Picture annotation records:
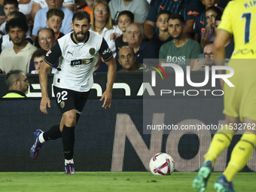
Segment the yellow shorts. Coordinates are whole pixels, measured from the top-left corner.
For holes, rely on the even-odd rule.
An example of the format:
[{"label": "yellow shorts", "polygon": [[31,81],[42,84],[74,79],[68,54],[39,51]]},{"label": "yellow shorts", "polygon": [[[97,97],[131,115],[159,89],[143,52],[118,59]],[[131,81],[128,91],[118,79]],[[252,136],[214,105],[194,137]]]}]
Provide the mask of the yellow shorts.
[{"label": "yellow shorts", "polygon": [[228,80],[235,87],[224,84],[223,112],[241,122],[244,117],[256,120],[256,59],[233,59],[228,66],[234,70]]}]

### [Directions]
Can you write out every line of the records above again, requests included, rescaling each polygon coordinate in the answers by 0.9 and rounding to whole numbers with halves rounded up? Leave the pictures out.

### [Completed exercise]
Segment the yellow shorts. Coordinates are whole pixels, measured from the top-left corner.
For holes, rely on the even-odd rule.
An example of the format:
[{"label": "yellow shorts", "polygon": [[31,81],[42,84],[74,79],[68,54],[39,51]]},{"label": "yellow shorts", "polygon": [[[97,97],[131,115],[159,89],[143,52],[118,59]],[[131,81],[128,91],[118,79]],[[252,136],[214,105],[194,137]]]}]
Provide the mask of the yellow shorts.
[{"label": "yellow shorts", "polygon": [[205,72],[212,78],[202,76],[201,101],[217,110],[220,105],[230,108],[230,53],[210,53],[205,59],[211,63]]}]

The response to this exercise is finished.